▶ [Problems and tasks]
**a.** What are the categories of hybrid vehicles named in the article on hybrid technology? List every one.
**b.** Reproduce the portion of the article on hybrid technology that opens with the words containing "Popularised by the" and closes with "and body styles.".
===== Excerpt
Popularised by the original Toyota Prius, hybrid vehicles combine an engine with an electric motor to deliver a mix of power, economy, and refinement. 

    Today, hybrids have transitioned from being a niche, standalone vehicle segment to an alternative to petrol and diesel engines on the powertrain menu.

    No longer the domain of eco-conscious Hollywood celebrities, these vehicles are sold by a variety of manufacturers across a broad spectrum of price points and body styles. 

    Hybrid vehicles are best classified by the extent to which the electric motor can drive the car, and fall under four categories – mild hybrids, standard hybrids, plug-in hybrids and range-extender electric vehicles. Let’s have a look at each of them.

    Hybrid technology explained

    Mild hybrid vehicles

    A mild hybrid system replaces the alternator and starter motor found in a conventional vehicle with a small electric motor, known as a belt-driven starter generator, powered by a 48-volt battery.

    Vehicles featuring a mild hybrid system may also retain the 12V battery found in non-hybrid vehicles; in this case, a device known as a DC/DC convertor enables the 48V and 12V systems to work together.

    A mild hybrid system improves efficiency by using electric power to aid the engine under certain driving conditions, such as when the car is accelerating. Not only does the electric motor enable better fuel consumption, it also makes for better performance.

    The key difference between mild hybrid and other hybrid systems, however, is the electric motor cannot propel the car by itself. 

    Certain mild hybrid systems may also include additional features such as regenerative braking.

    Regenerative braking enables the system to capture and convert kinetic energy from braking into electrical energy that is stored in the 48V battery.

    This can subsequently be used to power vehicle subsystems that would otherwise draw power from the combustion engine, such as the air-conditioning.

    Vehicle coasting is linked to regenerative braking and features in more advanced mild-hybrid systems. Coasting takes the strain off the engine completely when the car is travelling at certain speeds and not rapidly accelerating, further improving fuel economy.

    During coasting, energy from the 48V system is used to power the car’s electrical systems (including infotainment and driver assist systems) directly, enabling the engine to be turned off completely and the vehicle to coast.

    The mild-hybrid system in the Audi A8, for example, enables the car to coast (with the engine completely turned off) for up to 40 seconds between 55-160 km/h.

    Some jargon you’ll find at the dealership: e-HDI micro-hybrid (Peugeot), EQ-Boost (Mercedes-Benz), mHEV (VW, Audi, Skoda), B4/B5 (Volvo), IMA (Honda)
==========
===== Data excerpts
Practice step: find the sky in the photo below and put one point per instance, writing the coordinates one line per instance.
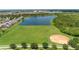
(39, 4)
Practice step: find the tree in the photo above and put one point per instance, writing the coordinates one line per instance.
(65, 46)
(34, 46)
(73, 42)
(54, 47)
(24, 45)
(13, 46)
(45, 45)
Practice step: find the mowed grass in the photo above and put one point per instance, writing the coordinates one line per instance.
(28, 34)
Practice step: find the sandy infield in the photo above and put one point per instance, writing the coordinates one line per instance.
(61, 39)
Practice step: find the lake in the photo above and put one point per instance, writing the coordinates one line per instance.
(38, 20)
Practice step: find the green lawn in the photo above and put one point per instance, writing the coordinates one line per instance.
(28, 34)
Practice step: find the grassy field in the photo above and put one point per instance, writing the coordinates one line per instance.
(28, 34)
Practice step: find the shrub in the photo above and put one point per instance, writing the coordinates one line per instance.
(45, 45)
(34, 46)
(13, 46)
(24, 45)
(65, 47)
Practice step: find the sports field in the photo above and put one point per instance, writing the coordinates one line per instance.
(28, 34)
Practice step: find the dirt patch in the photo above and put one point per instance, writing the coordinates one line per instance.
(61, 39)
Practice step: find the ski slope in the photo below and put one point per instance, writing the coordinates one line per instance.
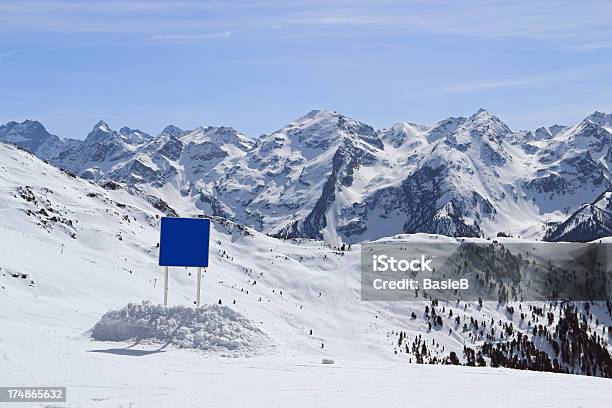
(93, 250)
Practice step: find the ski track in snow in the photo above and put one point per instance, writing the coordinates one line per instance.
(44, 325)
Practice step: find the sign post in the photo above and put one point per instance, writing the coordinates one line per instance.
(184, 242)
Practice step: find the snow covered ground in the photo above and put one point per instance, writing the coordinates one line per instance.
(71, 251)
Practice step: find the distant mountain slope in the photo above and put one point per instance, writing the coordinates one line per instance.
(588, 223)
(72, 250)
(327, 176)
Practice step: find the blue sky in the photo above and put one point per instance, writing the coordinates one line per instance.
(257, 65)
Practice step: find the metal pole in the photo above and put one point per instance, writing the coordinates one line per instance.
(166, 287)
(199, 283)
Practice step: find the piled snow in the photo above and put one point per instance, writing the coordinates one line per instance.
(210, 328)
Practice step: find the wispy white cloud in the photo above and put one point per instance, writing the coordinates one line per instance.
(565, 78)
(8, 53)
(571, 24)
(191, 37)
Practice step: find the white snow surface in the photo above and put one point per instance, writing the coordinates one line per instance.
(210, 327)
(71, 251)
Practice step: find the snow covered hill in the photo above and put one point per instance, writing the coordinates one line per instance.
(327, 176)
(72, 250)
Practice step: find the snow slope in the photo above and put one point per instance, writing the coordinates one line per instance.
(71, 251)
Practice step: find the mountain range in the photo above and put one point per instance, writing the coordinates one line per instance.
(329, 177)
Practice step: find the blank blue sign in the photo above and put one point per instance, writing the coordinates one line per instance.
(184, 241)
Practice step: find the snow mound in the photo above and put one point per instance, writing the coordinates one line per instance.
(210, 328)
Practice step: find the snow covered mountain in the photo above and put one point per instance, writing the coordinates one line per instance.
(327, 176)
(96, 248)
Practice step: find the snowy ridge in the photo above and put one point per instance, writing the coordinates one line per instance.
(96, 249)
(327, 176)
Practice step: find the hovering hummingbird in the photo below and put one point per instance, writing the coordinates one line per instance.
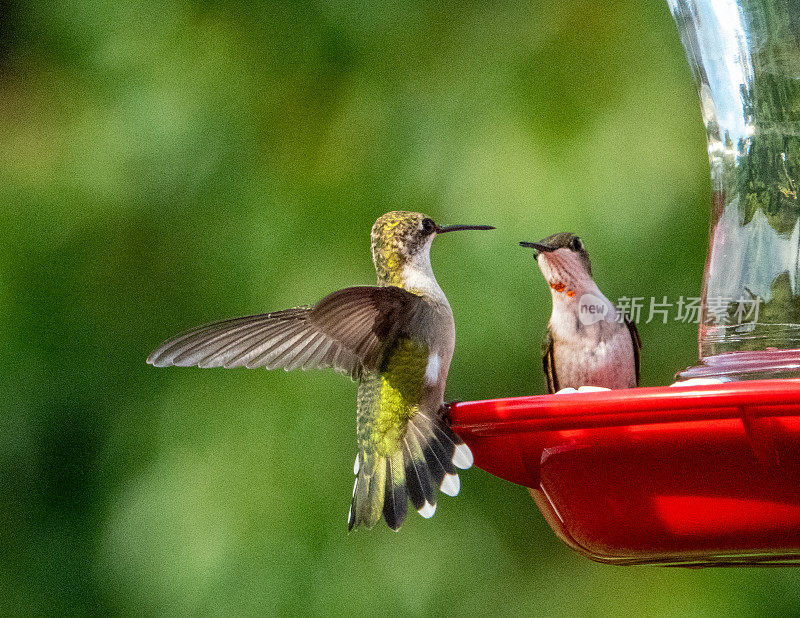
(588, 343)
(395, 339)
==========
===== Data excerpts
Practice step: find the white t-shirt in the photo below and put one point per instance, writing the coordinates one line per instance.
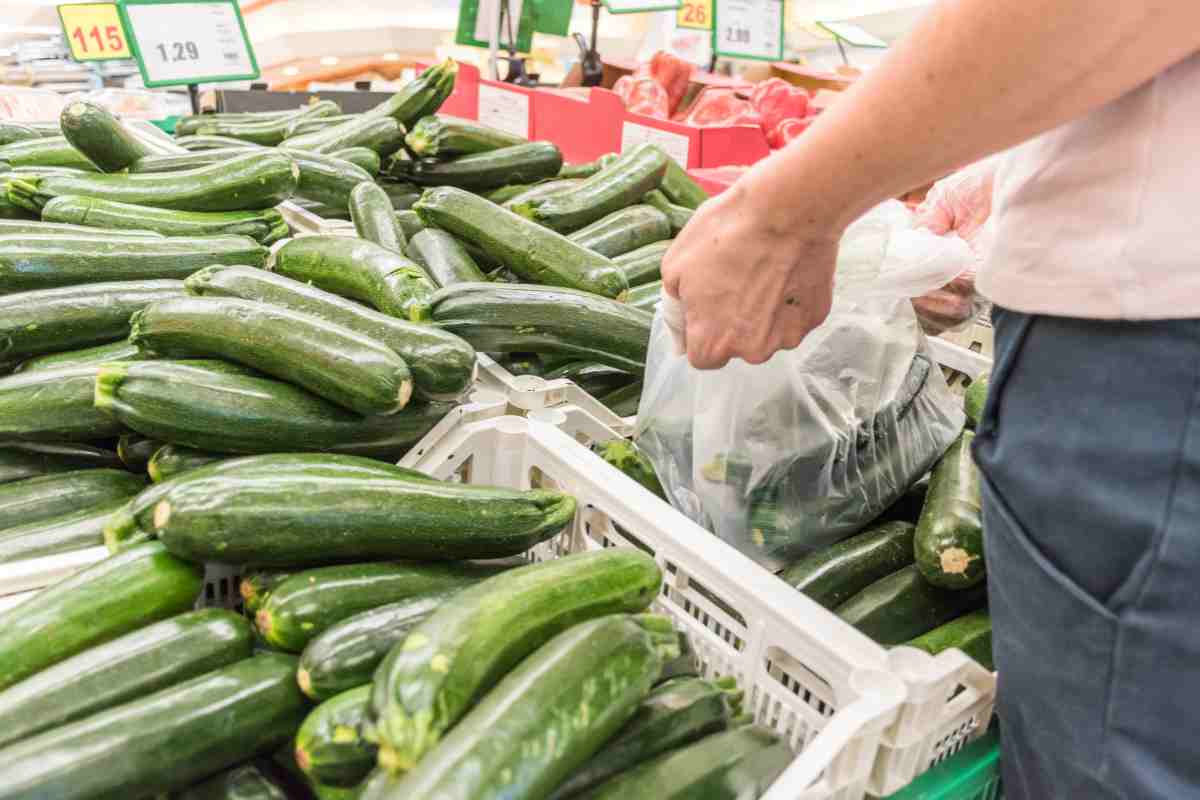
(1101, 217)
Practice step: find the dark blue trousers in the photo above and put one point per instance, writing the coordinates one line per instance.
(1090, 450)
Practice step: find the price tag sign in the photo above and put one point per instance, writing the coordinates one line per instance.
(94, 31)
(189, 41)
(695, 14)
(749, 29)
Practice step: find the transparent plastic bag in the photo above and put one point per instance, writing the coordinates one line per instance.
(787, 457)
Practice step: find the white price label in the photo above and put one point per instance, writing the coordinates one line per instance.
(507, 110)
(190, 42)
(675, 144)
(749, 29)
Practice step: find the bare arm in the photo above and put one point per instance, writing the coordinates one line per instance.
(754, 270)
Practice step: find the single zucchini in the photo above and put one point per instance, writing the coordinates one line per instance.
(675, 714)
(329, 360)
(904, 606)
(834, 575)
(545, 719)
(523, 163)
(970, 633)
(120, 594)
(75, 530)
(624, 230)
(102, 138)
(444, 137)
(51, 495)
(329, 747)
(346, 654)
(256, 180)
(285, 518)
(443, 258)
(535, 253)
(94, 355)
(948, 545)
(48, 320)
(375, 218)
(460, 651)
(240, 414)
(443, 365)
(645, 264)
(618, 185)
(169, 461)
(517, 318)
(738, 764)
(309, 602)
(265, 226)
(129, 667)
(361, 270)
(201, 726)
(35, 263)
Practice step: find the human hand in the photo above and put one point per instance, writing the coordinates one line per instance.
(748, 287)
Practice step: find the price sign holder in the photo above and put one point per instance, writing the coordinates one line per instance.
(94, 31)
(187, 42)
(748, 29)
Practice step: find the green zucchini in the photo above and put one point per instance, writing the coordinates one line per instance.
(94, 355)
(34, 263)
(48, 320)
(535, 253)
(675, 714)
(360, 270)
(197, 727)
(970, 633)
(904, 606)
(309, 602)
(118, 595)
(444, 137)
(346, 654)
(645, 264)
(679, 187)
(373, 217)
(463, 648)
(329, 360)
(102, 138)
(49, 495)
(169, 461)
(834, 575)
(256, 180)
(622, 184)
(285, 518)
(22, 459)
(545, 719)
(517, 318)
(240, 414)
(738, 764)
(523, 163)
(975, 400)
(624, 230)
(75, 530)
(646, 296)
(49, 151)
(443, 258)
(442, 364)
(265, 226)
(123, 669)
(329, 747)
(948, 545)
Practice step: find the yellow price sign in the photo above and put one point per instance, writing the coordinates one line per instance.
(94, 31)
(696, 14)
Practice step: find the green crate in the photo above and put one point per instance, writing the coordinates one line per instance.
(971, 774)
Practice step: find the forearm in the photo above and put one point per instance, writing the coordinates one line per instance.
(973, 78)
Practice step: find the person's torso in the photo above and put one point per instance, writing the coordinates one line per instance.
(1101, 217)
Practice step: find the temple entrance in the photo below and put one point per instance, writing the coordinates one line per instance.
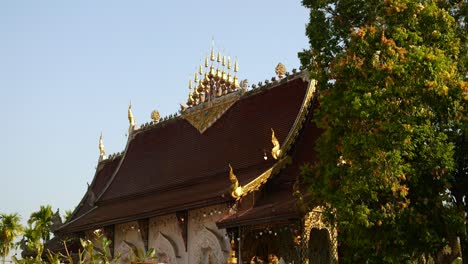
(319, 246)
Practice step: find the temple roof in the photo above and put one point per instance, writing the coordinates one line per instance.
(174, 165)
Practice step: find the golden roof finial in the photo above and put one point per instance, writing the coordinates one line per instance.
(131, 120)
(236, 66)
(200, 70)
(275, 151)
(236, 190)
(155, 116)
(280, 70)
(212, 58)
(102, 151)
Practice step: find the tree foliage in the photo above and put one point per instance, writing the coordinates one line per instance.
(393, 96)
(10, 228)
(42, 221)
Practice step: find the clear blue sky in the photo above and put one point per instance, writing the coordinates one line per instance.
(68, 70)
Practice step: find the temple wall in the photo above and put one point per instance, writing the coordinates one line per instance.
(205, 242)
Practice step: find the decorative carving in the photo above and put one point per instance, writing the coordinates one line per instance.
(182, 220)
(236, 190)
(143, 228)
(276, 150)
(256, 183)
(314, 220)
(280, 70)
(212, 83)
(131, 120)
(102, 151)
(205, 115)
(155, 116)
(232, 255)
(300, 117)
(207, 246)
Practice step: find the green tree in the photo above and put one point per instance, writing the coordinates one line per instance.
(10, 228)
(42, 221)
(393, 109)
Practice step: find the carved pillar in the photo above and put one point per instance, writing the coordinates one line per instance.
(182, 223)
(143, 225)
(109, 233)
==========
===== Data excerpts
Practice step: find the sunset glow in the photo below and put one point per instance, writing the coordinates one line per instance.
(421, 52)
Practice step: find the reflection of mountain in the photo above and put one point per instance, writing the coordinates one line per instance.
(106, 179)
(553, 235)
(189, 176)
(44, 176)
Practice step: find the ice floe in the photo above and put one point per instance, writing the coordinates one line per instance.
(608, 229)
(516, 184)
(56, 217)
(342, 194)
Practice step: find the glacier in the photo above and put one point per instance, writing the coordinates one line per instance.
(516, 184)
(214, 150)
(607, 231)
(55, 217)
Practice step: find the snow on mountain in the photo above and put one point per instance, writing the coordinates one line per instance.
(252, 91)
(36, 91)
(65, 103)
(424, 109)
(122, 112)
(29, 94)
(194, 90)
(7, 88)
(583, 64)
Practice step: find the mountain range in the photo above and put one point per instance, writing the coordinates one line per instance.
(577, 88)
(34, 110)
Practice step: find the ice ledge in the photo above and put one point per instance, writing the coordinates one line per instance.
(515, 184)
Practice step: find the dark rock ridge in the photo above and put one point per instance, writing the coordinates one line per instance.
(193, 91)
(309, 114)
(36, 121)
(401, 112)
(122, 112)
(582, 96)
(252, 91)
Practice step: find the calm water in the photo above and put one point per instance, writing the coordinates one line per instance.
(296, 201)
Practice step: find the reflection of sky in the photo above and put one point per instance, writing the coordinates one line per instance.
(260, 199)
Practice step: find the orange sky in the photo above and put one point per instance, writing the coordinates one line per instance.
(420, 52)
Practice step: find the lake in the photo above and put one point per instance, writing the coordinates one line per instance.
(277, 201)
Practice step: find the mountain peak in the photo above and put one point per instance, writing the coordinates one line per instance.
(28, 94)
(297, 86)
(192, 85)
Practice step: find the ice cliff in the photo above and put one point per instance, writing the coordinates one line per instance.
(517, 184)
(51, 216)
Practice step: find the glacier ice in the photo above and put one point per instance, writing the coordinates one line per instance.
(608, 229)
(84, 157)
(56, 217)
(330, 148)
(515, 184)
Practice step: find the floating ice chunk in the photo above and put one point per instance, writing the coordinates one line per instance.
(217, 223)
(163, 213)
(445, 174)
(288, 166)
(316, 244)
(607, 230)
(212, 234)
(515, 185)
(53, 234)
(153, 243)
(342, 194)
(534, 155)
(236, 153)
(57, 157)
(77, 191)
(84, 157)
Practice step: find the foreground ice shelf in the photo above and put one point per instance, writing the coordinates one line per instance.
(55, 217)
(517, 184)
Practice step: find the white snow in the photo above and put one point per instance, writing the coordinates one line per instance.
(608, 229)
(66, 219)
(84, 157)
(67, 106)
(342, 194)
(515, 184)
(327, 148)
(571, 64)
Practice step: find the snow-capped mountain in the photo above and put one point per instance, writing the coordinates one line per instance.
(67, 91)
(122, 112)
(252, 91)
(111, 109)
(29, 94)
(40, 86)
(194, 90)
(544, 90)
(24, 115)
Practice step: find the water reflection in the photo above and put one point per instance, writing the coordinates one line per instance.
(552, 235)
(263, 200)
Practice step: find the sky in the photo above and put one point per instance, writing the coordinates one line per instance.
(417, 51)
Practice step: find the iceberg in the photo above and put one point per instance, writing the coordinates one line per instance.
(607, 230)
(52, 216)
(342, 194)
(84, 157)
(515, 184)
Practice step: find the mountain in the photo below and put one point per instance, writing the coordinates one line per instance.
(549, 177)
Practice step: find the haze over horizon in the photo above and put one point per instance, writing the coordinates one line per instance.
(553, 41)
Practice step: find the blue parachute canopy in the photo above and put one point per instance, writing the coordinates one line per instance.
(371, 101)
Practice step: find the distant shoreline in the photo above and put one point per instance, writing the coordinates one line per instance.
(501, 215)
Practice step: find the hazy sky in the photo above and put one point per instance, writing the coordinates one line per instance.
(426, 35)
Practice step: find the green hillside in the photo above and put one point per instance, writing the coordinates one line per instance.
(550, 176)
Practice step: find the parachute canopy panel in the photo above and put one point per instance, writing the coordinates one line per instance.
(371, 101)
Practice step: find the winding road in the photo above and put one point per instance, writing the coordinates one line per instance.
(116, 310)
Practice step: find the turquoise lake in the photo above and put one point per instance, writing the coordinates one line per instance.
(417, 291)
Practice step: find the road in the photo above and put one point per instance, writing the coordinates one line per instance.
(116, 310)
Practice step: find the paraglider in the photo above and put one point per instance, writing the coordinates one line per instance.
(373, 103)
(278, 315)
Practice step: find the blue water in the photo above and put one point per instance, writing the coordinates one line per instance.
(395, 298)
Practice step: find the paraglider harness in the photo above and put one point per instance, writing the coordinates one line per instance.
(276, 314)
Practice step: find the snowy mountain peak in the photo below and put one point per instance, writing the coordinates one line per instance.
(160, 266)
==========
▶ [Final results]
**a.**
- Mild hybrids
- Standard hybrids
- Plug-in hybrids
- Range-extender electric vehicles

**b.**
Popularised by the original Toyota Prius, hybrid vehicles combine an engine with an electric motor to deliver a mix of power, economy, and refinement. 

    Today, hybrids have transitioned from being a niche, standalone vehicle segment to an alternative to petrol and diesel engines on the powertrain menu.

    No longer the domain of eco-conscious Hollywood celebrities, these vehicles are sold by a variety of manufacturers across a broad spectrum of price points and body styles.